- **Exercise objective**:
Write out each entry again. Keep every word exactly as it is.

==*==

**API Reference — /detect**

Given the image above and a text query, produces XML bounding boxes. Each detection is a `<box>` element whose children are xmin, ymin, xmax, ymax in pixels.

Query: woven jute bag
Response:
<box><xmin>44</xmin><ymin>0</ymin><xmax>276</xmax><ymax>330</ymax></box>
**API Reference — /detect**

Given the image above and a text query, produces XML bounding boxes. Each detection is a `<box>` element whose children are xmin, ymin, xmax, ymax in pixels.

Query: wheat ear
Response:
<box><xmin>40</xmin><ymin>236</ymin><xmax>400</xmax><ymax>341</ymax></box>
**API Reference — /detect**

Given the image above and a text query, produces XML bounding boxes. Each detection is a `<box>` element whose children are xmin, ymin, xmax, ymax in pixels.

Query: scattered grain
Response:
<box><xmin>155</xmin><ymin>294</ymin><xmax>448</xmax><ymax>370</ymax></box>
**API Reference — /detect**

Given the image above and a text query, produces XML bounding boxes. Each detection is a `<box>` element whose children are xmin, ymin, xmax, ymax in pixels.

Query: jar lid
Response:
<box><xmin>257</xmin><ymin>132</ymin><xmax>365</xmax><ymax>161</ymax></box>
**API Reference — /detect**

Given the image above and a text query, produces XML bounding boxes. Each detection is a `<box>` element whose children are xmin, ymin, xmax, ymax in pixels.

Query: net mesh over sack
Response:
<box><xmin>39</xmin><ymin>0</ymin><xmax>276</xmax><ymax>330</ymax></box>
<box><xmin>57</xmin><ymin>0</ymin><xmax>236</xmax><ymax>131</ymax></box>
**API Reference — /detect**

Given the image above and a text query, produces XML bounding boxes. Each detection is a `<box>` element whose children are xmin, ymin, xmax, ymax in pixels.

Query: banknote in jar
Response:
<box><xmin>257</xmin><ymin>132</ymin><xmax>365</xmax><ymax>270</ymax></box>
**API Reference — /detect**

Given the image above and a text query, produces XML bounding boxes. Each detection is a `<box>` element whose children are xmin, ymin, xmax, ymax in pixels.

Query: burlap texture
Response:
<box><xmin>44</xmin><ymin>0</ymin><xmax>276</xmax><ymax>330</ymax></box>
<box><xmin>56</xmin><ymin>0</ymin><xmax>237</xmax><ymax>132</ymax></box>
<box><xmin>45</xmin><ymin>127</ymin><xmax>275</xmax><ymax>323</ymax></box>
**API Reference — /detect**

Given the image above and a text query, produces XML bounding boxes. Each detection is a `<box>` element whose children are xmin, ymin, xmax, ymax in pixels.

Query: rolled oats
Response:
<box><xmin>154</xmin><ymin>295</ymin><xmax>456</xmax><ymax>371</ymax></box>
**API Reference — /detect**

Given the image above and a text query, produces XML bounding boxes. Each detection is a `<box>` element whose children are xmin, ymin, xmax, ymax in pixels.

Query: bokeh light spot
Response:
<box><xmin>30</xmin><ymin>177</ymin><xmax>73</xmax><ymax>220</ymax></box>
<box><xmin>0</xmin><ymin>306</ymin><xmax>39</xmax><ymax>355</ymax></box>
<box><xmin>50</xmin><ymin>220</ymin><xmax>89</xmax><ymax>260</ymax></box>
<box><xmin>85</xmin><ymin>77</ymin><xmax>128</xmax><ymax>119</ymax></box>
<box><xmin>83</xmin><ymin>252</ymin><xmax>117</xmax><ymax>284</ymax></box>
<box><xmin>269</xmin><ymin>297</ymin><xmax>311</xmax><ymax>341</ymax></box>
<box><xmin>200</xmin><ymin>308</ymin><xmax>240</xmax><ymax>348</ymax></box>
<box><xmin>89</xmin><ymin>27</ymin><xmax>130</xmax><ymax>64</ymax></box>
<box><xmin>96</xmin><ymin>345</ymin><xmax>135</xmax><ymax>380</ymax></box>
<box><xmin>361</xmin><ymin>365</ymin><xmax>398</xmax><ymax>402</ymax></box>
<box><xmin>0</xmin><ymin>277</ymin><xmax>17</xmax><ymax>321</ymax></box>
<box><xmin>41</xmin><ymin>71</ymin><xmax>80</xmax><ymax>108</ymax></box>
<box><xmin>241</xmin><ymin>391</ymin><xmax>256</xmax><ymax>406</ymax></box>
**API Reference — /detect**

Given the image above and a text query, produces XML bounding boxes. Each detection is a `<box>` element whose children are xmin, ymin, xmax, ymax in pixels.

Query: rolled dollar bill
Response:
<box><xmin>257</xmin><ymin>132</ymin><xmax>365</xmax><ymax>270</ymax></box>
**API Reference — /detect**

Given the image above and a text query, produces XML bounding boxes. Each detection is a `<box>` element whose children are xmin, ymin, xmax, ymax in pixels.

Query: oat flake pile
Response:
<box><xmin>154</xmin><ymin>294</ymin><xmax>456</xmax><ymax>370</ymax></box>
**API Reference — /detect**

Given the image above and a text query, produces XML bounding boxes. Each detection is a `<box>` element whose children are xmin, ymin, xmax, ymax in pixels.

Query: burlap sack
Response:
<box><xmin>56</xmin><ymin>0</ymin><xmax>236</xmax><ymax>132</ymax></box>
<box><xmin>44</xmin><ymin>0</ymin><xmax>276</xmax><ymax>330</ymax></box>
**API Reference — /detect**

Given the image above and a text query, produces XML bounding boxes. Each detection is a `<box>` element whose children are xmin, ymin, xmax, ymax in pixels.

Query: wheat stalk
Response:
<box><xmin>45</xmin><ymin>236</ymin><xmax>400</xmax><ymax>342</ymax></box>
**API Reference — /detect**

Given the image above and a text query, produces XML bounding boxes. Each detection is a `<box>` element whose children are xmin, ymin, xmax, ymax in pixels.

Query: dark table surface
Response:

==*==

- **Task solution**:
**API Reference — /detect**

Given the image above and a text query, produces XML bounding boxes. Each detection is a `<box>` element whose children are xmin, ymin, xmax, ymax in pixels.

Query: woven jute bag
Response:
<box><xmin>44</xmin><ymin>0</ymin><xmax>276</xmax><ymax>330</ymax></box>
**API Reference — /detect**

Given the image above and a text query, produces XML bounding boxes. Each detection is a `<box>` element whose children are xmin, ymin, xmax, ymax in pixels.

Query: wheat ear
Response:
<box><xmin>40</xmin><ymin>236</ymin><xmax>400</xmax><ymax>341</ymax></box>
**API Reference — /detect**

Given the image above and a text query, produces XML bounding boxes. Each detection is a `<box>` element whose children are xmin, ymin, xmax, ymax in pixels.

Query: scattered grain
Response:
<box><xmin>155</xmin><ymin>294</ymin><xmax>448</xmax><ymax>370</ymax></box>
**API Reference — /detect**

Given the image above and a text query, produces XML bounding boxes. Each detection is a `<box>` element whose children are xmin, ymin, xmax, ymax in pixels.

Query: jar lid
Response:
<box><xmin>257</xmin><ymin>132</ymin><xmax>365</xmax><ymax>161</ymax></box>
**API Reference — /detect**

Given the image above and a text query, produces XML bounding boxes. Each detection is a `<box>` element whose children are xmin, ymin, xmax, ymax in pixels.

Query: net mesh over sack
Response:
<box><xmin>39</xmin><ymin>0</ymin><xmax>276</xmax><ymax>330</ymax></box>
<box><xmin>57</xmin><ymin>0</ymin><xmax>236</xmax><ymax>131</ymax></box>
**API Reference — /detect**

Given the image above and a text query, produces XML bounding boxes. Each detection is a `<box>` element whose children are xmin, ymin, xmax, ymax in pixels.

Query: banknote in jar
Response:
<box><xmin>257</xmin><ymin>132</ymin><xmax>365</xmax><ymax>270</ymax></box>
**API Reference — /detect**

Given the image above and a text query, produces XML bounding boxes. Each detection is a `<box>` element whose children are xmin, ymin, xmax, ymax in pixels.

Query: burlap texture
Response:
<box><xmin>44</xmin><ymin>0</ymin><xmax>276</xmax><ymax>330</ymax></box>
<box><xmin>56</xmin><ymin>0</ymin><xmax>237</xmax><ymax>132</ymax></box>
<box><xmin>45</xmin><ymin>127</ymin><xmax>275</xmax><ymax>323</ymax></box>
**API Reference — /detect**

Given the image above and a text query, produces XML bounding boxes. Each detection is a `<box>` element whose children are xmin, ymin, xmax, ymax in pixels.

Query: rolled oats
Response:
<box><xmin>154</xmin><ymin>295</ymin><xmax>456</xmax><ymax>371</ymax></box>
**API Reference — /detect**

Given the image above and a text query, produces XML bounding boxes. Each detection is a `<box>` element whose children are xmin, ymin, xmax, ymax in pixels.

Query: bokeh light spot
Response:
<box><xmin>30</xmin><ymin>177</ymin><xmax>73</xmax><ymax>220</ymax></box>
<box><xmin>0</xmin><ymin>306</ymin><xmax>39</xmax><ymax>355</ymax></box>
<box><xmin>50</xmin><ymin>220</ymin><xmax>89</xmax><ymax>260</ymax></box>
<box><xmin>85</xmin><ymin>77</ymin><xmax>128</xmax><ymax>119</ymax></box>
<box><xmin>83</xmin><ymin>252</ymin><xmax>117</xmax><ymax>284</ymax></box>
<box><xmin>269</xmin><ymin>297</ymin><xmax>311</xmax><ymax>341</ymax></box>
<box><xmin>200</xmin><ymin>308</ymin><xmax>240</xmax><ymax>348</ymax></box>
<box><xmin>89</xmin><ymin>27</ymin><xmax>130</xmax><ymax>64</ymax></box>
<box><xmin>96</xmin><ymin>345</ymin><xmax>135</xmax><ymax>380</ymax></box>
<box><xmin>361</xmin><ymin>365</ymin><xmax>398</xmax><ymax>402</ymax></box>
<box><xmin>0</xmin><ymin>277</ymin><xmax>17</xmax><ymax>321</ymax></box>
<box><xmin>41</xmin><ymin>71</ymin><xmax>80</xmax><ymax>108</ymax></box>
<box><xmin>241</xmin><ymin>391</ymin><xmax>256</xmax><ymax>406</ymax></box>
**API Reference — /detect**

Given the image above and a text query, produces XML bounding boxes. Each detection is a `<box>` element whose children are xmin, ymin, xmax, ymax in pixels.

Query: rolled dollar bill
Response:
<box><xmin>257</xmin><ymin>132</ymin><xmax>365</xmax><ymax>270</ymax></box>
**API Reference — /detect**

Given the image above and a text query, produces XML bounding boxes. Each detection is a `<box>` element whose children are xmin, ymin, xmax, ymax in pixels.

Query: oat flake pile
Response:
<box><xmin>154</xmin><ymin>294</ymin><xmax>456</xmax><ymax>370</ymax></box>
**API Reference — /detect**

Given the image above and a text query, produces XML bounding boxes. Each detection is a `<box>` element whose children are xmin, ymin, xmax, ymax in pixels.

Query: burlap sack
Response:
<box><xmin>56</xmin><ymin>0</ymin><xmax>236</xmax><ymax>132</ymax></box>
<box><xmin>44</xmin><ymin>0</ymin><xmax>276</xmax><ymax>330</ymax></box>
**API Reference — /detect**

Given the image above and a text query, produces XML bounding boxes. Each detection is a `<box>` element whose children are xmin, ymin, xmax, ymax in pixels.

Query: wheat stalk
Response:
<box><xmin>45</xmin><ymin>236</ymin><xmax>400</xmax><ymax>342</ymax></box>
**API Reference — /detect**

Given the image above and a text query, produces XML bounding boxes. Each detection is a `<box>` element whose children are xmin, ymin, xmax, ymax in pixels.

Query: dark table surface
Response:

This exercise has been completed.